■ Extrait de page:
Affichant l’un des taux de croissance les plus élevés du monde, l’économie éthiopienne pouvait déjà se targuer d’attiser la convoitise des investisseurs étrangers. Depuis l’élection du Premier Ministre Abiy Ahmed, en mars 2018, l’afflux des capitaux atteint des records. Selon les prévisions de l’Ethiopian Investment Commission (EIC), les flux d’investissements directs étrangers pourraient dépasser 5 milliards de dollars en 2019. Un rythme soutenu porté par l’élan réformateur du gouvernement éthiopien et l’engagement de nouveaux investisseurs, notamment français.
En amharique, l’une des langues officielles en Éthiopie, Addis-Abeba signifie « Nouvelle fleur ». Un nom qui traduit bien le renouveau qui souffle sur la capitale éthiopienne. Depuis le 1er octobre 2019, de vastes travaux ont été lancés pour la rendre plus aérée, plus verte et plus moderne.
Un grand lifting pour faire de cette métropole de 5 millions d’habitants, bâtie sur le plateau le plus élevé d’Afrique et qui accueille le siège de l’Union Africaine, une ville plus séduisante pour ses habitants mais aussi pour les investisseurs et les touristes. « Aucune force ne peut entraver le chemin de l’Éthiopie vers la prospérité » avait déclaré le Premier Ministre Abiy Ahmed lors de leur inauguration.

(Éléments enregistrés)
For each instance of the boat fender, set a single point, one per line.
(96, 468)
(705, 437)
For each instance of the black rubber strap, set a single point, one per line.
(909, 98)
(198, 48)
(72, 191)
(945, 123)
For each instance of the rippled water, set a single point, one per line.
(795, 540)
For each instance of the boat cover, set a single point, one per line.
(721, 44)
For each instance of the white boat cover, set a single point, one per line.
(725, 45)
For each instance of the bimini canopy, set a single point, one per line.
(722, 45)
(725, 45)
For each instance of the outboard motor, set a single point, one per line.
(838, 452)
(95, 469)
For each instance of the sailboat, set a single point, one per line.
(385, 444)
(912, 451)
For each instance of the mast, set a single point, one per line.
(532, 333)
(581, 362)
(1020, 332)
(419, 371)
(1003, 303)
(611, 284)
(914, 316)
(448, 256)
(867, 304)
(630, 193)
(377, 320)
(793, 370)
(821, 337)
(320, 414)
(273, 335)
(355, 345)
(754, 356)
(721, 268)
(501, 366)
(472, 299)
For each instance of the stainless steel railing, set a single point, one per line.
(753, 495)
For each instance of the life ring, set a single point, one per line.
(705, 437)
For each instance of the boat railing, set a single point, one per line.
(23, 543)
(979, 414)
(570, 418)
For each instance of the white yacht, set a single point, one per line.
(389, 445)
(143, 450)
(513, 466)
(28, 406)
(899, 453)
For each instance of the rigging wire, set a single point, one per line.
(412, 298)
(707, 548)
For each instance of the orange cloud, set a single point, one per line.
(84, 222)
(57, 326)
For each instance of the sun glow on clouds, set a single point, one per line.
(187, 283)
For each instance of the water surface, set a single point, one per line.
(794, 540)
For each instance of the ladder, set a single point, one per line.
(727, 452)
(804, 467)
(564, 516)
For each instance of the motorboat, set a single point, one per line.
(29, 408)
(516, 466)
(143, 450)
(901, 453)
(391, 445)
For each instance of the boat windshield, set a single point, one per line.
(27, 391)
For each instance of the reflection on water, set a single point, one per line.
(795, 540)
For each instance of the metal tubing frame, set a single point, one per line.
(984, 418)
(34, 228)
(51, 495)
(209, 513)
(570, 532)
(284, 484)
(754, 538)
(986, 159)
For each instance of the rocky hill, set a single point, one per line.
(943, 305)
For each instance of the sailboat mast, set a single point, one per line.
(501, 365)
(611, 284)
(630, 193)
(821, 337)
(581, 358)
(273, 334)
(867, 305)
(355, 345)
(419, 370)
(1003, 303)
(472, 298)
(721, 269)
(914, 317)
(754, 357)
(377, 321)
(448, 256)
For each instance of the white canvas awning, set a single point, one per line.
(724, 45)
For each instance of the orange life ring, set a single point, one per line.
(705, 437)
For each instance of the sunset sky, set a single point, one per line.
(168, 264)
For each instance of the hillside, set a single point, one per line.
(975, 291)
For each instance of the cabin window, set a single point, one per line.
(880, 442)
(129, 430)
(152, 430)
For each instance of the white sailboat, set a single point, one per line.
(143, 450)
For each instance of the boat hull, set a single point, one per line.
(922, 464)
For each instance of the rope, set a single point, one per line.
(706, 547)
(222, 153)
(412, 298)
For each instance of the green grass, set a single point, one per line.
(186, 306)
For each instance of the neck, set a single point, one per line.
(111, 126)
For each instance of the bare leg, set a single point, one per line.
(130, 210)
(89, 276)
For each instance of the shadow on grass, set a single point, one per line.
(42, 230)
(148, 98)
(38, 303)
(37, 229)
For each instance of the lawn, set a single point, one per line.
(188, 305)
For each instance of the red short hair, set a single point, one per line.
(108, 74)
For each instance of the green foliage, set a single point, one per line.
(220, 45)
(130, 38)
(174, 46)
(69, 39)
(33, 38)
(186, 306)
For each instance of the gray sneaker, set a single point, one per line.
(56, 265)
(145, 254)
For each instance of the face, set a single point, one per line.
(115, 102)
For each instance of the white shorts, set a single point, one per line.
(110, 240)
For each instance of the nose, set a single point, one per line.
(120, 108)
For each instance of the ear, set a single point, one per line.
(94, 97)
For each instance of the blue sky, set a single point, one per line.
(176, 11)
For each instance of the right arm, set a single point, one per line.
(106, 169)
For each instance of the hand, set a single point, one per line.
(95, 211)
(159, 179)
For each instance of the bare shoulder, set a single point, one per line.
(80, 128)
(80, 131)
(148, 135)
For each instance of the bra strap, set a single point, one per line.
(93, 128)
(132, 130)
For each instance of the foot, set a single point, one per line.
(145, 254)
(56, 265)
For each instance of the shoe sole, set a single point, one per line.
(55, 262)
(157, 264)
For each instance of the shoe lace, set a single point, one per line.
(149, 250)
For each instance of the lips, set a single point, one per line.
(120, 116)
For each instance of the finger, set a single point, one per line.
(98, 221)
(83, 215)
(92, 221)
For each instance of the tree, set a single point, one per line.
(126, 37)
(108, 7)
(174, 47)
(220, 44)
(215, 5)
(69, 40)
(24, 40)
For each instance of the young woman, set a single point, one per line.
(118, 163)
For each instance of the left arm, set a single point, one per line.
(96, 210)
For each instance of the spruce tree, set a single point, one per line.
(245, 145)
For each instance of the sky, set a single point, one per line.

■ Consignes:
(a) Répondez à ces questions sur l'extrait consacré à l'Éthiopie, une réponse par ligne, avec les mêmes repères :
(i) Selon les prévisions de l'Ethiopian Investment Commission, quel montant les flux d'investissements directs étrangers pourraient-ils dépasser en 2019 ?
(ii) Que signifie Addis-Abeba en amharique ?
(iii) Combien d'habitants compte la capitale éthiopienne ?
(b) Recopiez mot pour mot un passage de l'extrait consacré à l'Éthiopie, en partant des mots « Un grand lifting » et en vous arrêtant après « de leur inauguration. ».
(c) Réécrivez plus brièvement le paragraphe de l'extrait consacré à l'Éthiopie qui commence par « En amharique », en conservant ses faits principaux.
Les lignes ne jouent aucun rôle dans ce travail.

■ Réponses dans l'ordre:
(a)
(i) 5 milliards de dollars
(ii) « Nouvelle fleur »
(iii) 5 millions

(b)
Un grand lifting pour faire de cette métropole de 5 millions d’habitants, bâtie sur le plateau le plus élevé d’Afrique et qui accueille le siège de l’Union Africaine, une ville plus séduisante pour ses habitants mais aussi pour les investisseurs et les touristes. « Aucune force ne peut entraver le chemin de l’Éthiopie vers la prospérité » avait déclaré le Premier Ministre Abiy Ahmed lors de leur inauguration.

(c) En amharique, Addis-Abeba signifie « Nouvelle fleur », un nom qui reflète le renouveau de la capitale éthiopienne. Depuis le 1er octobre 2019, de vastes travaux visent à la rendre plus aérée, plus verte et plus moderne.